ENTRIES PROVIDED:
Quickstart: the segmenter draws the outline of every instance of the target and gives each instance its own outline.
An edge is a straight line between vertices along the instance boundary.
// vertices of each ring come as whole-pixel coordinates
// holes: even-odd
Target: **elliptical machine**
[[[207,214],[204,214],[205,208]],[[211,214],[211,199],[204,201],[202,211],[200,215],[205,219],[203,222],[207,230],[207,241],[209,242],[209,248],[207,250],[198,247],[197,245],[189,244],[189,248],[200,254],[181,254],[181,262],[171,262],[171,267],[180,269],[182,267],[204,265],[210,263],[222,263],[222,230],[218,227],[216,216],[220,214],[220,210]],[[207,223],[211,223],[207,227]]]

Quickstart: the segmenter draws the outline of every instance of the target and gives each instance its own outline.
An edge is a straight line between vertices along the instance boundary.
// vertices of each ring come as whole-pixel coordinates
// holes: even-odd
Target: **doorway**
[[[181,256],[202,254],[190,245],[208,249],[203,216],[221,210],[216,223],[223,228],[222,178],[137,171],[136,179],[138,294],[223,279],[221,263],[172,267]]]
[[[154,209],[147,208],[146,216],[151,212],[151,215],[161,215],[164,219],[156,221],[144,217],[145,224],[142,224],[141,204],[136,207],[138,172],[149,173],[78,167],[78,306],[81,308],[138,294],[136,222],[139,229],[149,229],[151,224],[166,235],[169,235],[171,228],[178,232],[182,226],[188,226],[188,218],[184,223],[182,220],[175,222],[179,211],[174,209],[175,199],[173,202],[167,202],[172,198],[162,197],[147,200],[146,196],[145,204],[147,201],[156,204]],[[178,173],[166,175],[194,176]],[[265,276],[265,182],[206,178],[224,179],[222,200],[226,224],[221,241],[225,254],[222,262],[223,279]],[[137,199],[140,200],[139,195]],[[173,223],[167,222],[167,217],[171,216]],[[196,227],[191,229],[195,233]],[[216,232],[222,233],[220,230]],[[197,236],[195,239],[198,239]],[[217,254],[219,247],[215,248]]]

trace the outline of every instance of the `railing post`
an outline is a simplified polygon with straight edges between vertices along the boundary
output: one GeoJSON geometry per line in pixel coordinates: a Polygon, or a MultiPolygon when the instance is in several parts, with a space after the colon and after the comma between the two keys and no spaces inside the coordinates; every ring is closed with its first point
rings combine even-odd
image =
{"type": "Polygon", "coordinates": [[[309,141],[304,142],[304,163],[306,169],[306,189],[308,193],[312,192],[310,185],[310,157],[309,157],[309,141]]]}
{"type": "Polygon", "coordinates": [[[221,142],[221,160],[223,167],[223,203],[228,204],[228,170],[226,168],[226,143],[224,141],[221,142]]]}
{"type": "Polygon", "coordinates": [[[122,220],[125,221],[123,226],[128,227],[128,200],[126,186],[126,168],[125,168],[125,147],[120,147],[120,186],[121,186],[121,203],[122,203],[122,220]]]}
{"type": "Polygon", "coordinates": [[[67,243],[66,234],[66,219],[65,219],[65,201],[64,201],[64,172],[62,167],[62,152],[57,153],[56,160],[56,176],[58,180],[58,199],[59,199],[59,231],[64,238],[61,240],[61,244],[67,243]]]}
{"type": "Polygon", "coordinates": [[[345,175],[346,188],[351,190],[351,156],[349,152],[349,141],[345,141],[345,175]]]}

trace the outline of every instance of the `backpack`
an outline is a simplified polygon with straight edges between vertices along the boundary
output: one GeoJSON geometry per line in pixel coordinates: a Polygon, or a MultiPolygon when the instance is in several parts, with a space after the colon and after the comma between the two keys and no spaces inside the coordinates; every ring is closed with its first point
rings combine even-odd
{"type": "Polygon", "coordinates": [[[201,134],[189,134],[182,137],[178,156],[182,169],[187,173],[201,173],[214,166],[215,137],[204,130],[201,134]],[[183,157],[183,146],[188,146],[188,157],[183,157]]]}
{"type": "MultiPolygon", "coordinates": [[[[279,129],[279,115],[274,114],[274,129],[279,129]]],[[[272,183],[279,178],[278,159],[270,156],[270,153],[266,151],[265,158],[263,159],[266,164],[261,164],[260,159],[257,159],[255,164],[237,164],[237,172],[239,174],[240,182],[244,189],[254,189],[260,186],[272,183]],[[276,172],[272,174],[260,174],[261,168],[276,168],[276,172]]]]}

ABOUT THIS TASK:
Nothing in the entries should be skipped. Output them all exactly.

THE COMPLETED TASK:
Quickstart: the segmenter draws the outline of every instance of the target and gives each instance its own outline.
An edge is a straight line between vertices along the instance boundary.
// vertices of each ring come as whole-pixel coordinates
// holes: even-odd
Target: **elliptical machine**
[[[207,214],[204,214],[205,208]],[[211,214],[211,199],[204,201],[202,211],[200,215],[205,219],[203,222],[207,230],[207,241],[209,242],[209,248],[207,250],[198,247],[197,245],[189,244],[189,248],[200,254],[181,254],[181,262],[171,262],[171,267],[180,269],[182,267],[204,265],[210,263],[222,263],[222,230],[218,227],[216,216],[220,214],[220,210]],[[207,223],[211,223],[207,227]]]

Quickstart: the segmenter draws the outline of every instance of the target and gives each instance its own outline.
An edge is a straight line between vertices along the instance boundary.
// vertices of each ring come as whole-pixel coordinates
// holes: even-odd
Target: **doorway**
[[[181,256],[202,254],[190,245],[208,249],[203,216],[221,210],[216,223],[223,228],[222,178],[137,171],[136,179],[138,294],[223,279],[221,263],[172,267]]]
[[[154,209],[147,208],[146,216],[151,212],[151,215],[161,215],[164,219],[156,221],[144,217],[145,224],[142,224],[141,204],[136,207],[138,172],[149,173],[78,167],[78,306],[81,308],[138,294],[136,222],[139,229],[149,229],[151,224],[166,235],[169,235],[171,228],[178,232],[182,226],[188,226],[188,218],[184,223],[182,220],[175,222],[179,211],[174,209],[175,199],[173,202],[167,202],[172,198],[162,197],[147,200],[146,196],[145,204],[147,201],[156,204]],[[178,173],[166,175],[194,176]],[[265,276],[265,182],[206,178],[224,179],[222,200],[226,224],[221,241],[225,254],[222,262],[223,279]],[[137,199],[140,200],[139,195]],[[173,223],[167,222],[167,217],[171,216]],[[196,227],[191,229],[195,233]],[[216,232],[222,233],[220,230]],[[197,236],[195,239],[198,239]],[[217,254],[219,247],[215,248]]]

trace the outline of every instance of the `railing post`
an outline is a simplified polygon with straight edges between vertices along the boundary
output: one GeoJSON geometry per line in pixel coordinates: a Polygon, or a MultiPolygon when the instance is in several parts, with a space after the colon and after the comma between the two keys and no spaces inside the coordinates; every ring is closed with its first point
rings combine even-odd
image =
{"type": "Polygon", "coordinates": [[[309,141],[304,142],[304,163],[306,169],[306,189],[308,193],[312,192],[310,185],[310,157],[309,157],[309,141]]]}
{"type": "Polygon", "coordinates": [[[221,142],[221,160],[223,167],[223,203],[228,204],[228,170],[226,168],[226,143],[224,141],[221,142]]]}
{"type": "Polygon", "coordinates": [[[122,220],[125,221],[123,226],[128,227],[128,200],[126,186],[126,168],[125,168],[125,147],[120,147],[120,186],[121,186],[121,203],[122,203],[122,220]]]}
{"type": "Polygon", "coordinates": [[[67,243],[66,234],[66,219],[65,219],[65,201],[64,201],[64,172],[62,167],[62,152],[57,153],[56,160],[56,176],[58,180],[58,199],[59,199],[59,231],[64,238],[61,240],[61,244],[67,243]]]}
{"type": "Polygon", "coordinates": [[[345,175],[346,188],[351,190],[351,156],[349,152],[349,141],[345,141],[345,175]]]}

trace the outline of every instance of the `backpack`
an outline is a simplified polygon with straight edges between vertices along the boundary
output: one GeoJSON geometry per line in pixel coordinates: a Polygon, or a MultiPolygon when the instance is in several parts, with a space after the colon and after the comma between the two keys and no spaces inside the coordinates; every ring is closed with its first point
rings combine even-odd
{"type": "Polygon", "coordinates": [[[201,134],[189,134],[182,137],[178,156],[182,169],[187,173],[201,173],[214,166],[215,137],[204,130],[201,134]],[[183,157],[183,146],[188,146],[188,157],[183,157]]]}
{"type": "MultiPolygon", "coordinates": [[[[279,129],[279,115],[274,114],[274,129],[279,129]]],[[[272,183],[279,178],[278,159],[270,156],[270,153],[266,151],[265,158],[263,159],[266,164],[261,164],[260,159],[257,159],[255,164],[237,164],[237,172],[239,174],[240,182],[244,189],[254,189],[260,186],[272,183]],[[276,172],[272,174],[260,174],[261,168],[276,168],[276,172]]]]}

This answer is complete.